'''

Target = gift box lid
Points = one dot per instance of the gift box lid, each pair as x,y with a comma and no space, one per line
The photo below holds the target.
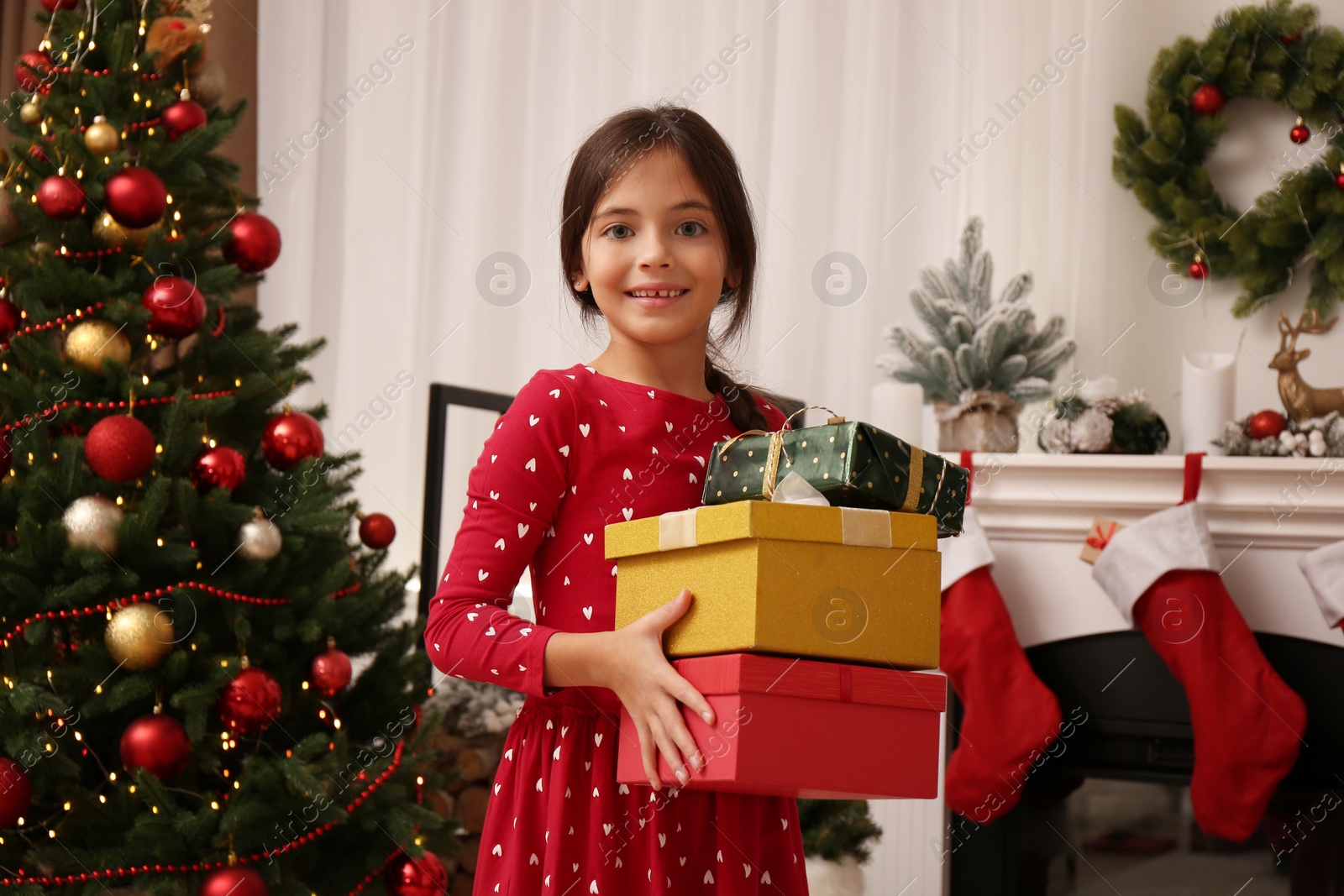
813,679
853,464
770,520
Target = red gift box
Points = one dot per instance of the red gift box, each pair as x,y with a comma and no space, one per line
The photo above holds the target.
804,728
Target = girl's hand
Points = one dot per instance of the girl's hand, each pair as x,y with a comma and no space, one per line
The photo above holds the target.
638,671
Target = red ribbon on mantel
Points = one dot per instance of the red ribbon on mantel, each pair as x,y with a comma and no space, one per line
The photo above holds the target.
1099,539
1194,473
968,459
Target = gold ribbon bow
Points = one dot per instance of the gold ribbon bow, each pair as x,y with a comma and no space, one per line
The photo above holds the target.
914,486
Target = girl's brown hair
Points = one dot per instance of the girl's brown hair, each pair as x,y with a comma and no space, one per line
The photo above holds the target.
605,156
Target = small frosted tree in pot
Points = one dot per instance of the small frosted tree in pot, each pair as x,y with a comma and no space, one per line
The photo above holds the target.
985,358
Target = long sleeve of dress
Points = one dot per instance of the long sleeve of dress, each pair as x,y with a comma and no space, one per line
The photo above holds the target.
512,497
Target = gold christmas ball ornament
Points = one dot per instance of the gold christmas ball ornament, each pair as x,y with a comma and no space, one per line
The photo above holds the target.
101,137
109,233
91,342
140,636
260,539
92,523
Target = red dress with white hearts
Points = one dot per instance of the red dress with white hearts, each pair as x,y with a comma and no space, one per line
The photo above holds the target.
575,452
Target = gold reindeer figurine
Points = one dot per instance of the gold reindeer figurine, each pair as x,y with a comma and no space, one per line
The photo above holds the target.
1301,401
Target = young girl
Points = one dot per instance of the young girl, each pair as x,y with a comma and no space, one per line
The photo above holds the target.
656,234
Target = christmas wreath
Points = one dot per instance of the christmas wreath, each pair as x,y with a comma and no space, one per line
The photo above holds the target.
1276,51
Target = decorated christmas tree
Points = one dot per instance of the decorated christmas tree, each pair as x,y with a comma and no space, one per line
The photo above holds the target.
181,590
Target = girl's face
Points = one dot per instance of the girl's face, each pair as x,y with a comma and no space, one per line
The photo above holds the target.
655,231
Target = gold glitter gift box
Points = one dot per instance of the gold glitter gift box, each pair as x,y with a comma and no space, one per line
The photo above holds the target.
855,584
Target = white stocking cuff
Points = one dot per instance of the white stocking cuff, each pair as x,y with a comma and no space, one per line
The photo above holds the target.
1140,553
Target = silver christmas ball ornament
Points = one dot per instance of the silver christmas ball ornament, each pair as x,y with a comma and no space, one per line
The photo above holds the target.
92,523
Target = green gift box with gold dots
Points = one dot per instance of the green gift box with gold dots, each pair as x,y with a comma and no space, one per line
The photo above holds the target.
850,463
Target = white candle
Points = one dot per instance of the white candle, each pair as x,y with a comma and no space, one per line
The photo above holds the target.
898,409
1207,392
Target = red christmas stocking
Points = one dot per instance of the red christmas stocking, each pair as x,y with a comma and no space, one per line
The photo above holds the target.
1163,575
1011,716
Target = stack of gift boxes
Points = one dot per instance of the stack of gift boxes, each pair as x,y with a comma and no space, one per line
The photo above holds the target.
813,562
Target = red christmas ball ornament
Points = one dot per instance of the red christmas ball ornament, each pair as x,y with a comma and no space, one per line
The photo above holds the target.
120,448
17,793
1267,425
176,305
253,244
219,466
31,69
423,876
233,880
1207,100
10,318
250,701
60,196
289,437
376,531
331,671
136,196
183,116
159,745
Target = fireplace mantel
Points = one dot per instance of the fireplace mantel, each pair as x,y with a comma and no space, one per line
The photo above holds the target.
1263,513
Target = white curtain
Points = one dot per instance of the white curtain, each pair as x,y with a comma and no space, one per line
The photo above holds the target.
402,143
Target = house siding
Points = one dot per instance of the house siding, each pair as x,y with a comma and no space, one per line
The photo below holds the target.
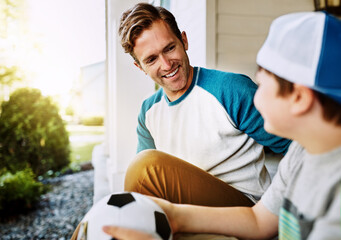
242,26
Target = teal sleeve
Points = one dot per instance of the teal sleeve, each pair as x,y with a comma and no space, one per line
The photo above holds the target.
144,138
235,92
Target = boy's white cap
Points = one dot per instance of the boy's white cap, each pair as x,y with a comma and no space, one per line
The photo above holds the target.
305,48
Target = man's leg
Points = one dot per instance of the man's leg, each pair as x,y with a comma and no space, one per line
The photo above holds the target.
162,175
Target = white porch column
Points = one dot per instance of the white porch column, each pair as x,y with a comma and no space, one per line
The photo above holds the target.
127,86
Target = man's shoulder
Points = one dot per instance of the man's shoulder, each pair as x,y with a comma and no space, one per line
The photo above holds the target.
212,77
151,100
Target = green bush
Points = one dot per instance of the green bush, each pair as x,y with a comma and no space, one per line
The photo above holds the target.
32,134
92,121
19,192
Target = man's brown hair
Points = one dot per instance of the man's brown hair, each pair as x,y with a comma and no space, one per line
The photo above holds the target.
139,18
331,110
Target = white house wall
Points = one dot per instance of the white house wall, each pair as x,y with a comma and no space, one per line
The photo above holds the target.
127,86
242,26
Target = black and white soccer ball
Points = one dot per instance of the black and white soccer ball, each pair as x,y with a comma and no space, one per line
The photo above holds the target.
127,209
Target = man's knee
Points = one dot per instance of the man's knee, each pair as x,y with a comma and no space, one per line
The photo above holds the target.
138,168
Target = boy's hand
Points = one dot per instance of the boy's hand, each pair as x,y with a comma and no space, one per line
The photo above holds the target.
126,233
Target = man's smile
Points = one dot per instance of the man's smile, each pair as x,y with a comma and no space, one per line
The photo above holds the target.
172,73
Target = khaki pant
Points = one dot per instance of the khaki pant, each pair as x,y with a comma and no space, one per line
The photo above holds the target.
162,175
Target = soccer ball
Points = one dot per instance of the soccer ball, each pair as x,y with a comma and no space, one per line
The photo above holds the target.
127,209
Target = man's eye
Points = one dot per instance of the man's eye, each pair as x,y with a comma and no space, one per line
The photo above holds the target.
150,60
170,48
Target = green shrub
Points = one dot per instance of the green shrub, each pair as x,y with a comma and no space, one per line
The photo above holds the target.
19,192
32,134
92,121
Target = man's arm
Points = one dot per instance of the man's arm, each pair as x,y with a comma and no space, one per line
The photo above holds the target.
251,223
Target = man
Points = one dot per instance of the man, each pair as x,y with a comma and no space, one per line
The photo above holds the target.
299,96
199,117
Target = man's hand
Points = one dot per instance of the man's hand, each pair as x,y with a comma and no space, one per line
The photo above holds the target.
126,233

'''

▸ **Problem to solve**:
Could you convert the lines in the stretch from the line containing "Target = man's arm" through the end of the items into a Markdown table, with a "Row" column numbering each line and a "Line" column holding the line itself, and with blank lines skipped?

▸ **Solution to the exercise**:
| Row | Line |
|---|---|
| 1 | Target = man's arm |
| 2 | Points = one dot per instance of the man's arm, each pair as x,y with a comma and no space, one per line |
| 3 | The photo above holds the target. |
| 4 | 251,223 |
| 5 | Target = man |
| 6 | Points = one dot per instance of the man, each pair as x,y with a comma and no space, one per line |
| 7 | The photo above holds the target. |
| 8 | 299,96 |
| 9 | 199,117 |
| 10 | Target = man's hand |
| 11 | Points = one dot per instance of the man's hand, each pair as x,y with a comma and no space, one per line |
| 12 | The photo above holds the target. |
| 13 | 126,233 |